→ WRITTEN TASK 1
Reproduce the news excerpt below in full, word for word.

It's not clear what legal battle may lie ahead. "The United Nations, including UNRWA, enjoys immunity from legal process, as do United Nations officials, including those serving with UNRWA," said agency spokeswoman Juliette Touma.

"UNRWA is the backbone of the humanitarian response in Gaza," said Philippe Lazzarini, the commissioner-general of the agency, quite pointedly in a statement issued yesterday. "In the wake of the allegations against individual staff members, 16 Member States temporarily suspended funding to the Agency, amounting to half the expected funding for the year.…UNRWA lacks the resources to deliver its mandate."


Scenes from New York: OK, this might be a stretch, but I can think of nothing more New York than the smoking vs. vaping discourse. Nothing repulses an Angeleno (or, worse, a Denverite) quite like clouds of smoke outside a bar, billowing toward them. For New Yorkers, that's simply a Monday night. God bless The Free Press for giving us the showdown we truly deserve: cigarettes (defended by Nellie Bowles) vs. vapes (defended by Michael Moynihan).

→ DATASET CONTENT

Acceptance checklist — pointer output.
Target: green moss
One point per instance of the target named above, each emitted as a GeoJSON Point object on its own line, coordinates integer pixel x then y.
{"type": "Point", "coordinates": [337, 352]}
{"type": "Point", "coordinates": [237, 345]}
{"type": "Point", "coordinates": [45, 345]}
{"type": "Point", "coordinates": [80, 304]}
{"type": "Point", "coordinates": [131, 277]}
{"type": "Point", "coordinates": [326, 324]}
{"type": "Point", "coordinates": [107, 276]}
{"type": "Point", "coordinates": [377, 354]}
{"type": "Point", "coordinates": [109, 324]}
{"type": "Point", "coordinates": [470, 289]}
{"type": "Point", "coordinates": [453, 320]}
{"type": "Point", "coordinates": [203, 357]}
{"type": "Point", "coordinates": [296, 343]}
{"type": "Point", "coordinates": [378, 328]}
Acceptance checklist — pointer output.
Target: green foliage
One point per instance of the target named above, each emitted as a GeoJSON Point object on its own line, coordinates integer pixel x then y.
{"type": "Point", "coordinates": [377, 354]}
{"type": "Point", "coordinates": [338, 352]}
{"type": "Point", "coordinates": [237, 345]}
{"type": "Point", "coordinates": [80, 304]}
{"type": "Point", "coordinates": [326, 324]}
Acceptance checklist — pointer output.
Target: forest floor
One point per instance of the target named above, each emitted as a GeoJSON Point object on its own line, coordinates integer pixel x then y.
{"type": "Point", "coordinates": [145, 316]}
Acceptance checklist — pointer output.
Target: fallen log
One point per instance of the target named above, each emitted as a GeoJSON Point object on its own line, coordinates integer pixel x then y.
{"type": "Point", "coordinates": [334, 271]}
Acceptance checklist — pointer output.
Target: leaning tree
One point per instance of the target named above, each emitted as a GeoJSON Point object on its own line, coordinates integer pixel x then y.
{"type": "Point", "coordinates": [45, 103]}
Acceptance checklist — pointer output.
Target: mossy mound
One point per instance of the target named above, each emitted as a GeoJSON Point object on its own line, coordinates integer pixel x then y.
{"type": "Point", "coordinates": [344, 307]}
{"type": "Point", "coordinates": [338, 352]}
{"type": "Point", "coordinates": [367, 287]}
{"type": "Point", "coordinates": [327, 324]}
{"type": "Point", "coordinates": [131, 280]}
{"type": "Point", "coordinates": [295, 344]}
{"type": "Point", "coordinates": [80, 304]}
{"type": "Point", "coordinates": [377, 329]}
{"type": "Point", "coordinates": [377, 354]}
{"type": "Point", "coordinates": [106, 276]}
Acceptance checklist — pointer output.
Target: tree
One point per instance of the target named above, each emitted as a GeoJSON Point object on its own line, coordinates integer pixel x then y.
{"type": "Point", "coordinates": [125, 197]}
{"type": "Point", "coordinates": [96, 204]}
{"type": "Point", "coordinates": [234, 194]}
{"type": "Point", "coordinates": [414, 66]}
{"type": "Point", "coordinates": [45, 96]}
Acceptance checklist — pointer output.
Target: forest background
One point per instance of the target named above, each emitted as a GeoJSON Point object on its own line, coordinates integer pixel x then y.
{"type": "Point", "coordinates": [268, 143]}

→ WRITTEN TASK 2
Collect each line in the listing above that contains the word "green".

→ WORKED ANSWER 1
It's not clear what legal battle may lie ahead. "The United Nations, including UNRWA, enjoys immunity from legal process, as do United Nations officials, including those serving with UNRWA," said agency spokeswoman Juliette Touma.

"UNRWA is the backbone of the humanitarian response in Gaza," said Philippe Lazzarini, the commissioner-general of the agency, quite pointedly in a statement issued yesterday. "In the wake of the allegations against individual staff members, 16 Member States temporarily suspended funding to the Agency, amounting to half the expected funding for the year.…UNRWA lacks the resources to deliver its mandate."


Scenes from New York: OK, this might be a stretch, but I can think of nothing more New York than the smoking vs. vaping discourse. Nothing repulses an Angeleno (or, worse, a Denverite) quite like clouds of smoke outside a bar, billowing toward them. For New Yorkers, that's simply a Monday night. God bless The Free Press for giving us the showdown we truly deserve: cigarettes (defended by Nellie Bowles) vs. vapes (defended by Michael Moynihan).

→ WORKED ANSWER 2
Target: green moss
Target: green foliage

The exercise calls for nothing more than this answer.